WHAT THE TASK ASKS.
Count the lines in the data below that contain the word "building" and give only that number.

RECORDS FOR THIS TASK.

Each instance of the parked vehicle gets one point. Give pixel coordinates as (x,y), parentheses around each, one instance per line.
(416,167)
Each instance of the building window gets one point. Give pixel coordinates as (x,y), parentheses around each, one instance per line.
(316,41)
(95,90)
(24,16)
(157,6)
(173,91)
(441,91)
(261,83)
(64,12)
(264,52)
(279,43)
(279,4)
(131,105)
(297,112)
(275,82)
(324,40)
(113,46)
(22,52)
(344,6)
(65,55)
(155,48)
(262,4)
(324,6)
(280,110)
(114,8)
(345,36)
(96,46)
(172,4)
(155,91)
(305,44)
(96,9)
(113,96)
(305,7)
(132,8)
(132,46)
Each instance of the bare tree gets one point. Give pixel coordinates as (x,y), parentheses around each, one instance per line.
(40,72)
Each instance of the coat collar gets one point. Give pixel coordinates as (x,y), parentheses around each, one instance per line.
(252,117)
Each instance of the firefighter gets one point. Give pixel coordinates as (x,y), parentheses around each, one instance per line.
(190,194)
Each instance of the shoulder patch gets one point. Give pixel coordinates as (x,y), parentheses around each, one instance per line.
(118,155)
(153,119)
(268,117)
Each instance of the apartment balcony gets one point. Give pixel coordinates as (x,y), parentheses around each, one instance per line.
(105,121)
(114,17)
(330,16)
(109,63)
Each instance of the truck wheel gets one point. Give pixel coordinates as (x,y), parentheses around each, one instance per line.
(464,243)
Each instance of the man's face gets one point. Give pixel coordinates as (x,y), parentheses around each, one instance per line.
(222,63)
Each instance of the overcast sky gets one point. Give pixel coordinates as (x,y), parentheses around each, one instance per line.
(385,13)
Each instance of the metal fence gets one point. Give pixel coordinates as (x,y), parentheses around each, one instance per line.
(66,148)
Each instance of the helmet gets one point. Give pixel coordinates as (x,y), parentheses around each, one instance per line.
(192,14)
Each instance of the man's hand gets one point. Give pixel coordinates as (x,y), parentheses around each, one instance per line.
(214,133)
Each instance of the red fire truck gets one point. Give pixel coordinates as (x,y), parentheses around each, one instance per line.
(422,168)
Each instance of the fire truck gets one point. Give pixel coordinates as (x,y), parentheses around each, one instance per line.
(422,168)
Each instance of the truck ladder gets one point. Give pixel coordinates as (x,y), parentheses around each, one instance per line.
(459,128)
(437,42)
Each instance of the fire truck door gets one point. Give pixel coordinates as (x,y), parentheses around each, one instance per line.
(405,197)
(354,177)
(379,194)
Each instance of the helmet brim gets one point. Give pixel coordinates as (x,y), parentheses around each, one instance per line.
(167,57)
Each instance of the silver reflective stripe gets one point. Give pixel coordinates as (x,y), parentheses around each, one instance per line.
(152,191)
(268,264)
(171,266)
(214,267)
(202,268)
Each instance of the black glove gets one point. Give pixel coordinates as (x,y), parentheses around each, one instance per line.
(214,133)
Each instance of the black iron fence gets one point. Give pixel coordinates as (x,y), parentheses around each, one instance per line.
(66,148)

==

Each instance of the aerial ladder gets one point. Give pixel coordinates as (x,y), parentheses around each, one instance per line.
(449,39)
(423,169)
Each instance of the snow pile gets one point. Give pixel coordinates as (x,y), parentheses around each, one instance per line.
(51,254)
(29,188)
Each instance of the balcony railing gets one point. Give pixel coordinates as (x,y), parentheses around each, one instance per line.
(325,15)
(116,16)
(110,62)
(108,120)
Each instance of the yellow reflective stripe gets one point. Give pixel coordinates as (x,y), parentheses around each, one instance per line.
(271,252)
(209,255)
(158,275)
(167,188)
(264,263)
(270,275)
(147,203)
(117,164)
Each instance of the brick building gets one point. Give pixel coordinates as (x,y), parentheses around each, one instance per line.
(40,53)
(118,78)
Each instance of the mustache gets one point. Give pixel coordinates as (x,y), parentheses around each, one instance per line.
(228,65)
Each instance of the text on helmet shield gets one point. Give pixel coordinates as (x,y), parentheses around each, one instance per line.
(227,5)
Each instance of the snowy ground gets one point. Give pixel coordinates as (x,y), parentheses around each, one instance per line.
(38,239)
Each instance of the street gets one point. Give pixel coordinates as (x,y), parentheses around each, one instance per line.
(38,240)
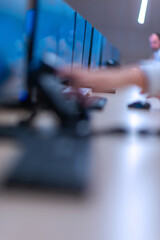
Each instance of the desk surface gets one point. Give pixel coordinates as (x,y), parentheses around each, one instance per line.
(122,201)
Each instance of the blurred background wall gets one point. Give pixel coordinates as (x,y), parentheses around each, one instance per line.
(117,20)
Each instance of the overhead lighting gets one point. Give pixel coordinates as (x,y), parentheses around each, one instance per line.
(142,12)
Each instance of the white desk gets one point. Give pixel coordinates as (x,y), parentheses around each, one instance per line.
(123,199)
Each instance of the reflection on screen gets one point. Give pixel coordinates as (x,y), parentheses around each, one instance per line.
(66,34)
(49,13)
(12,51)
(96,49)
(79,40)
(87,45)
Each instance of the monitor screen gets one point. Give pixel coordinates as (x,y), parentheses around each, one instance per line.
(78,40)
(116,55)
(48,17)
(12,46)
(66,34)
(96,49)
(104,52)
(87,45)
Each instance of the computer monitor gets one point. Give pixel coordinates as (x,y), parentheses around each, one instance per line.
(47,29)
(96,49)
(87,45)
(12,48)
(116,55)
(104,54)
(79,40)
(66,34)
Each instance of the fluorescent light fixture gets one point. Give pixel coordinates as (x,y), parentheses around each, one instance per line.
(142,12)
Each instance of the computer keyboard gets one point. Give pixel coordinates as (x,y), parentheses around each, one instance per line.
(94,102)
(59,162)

SOLVED PROBLEM.
2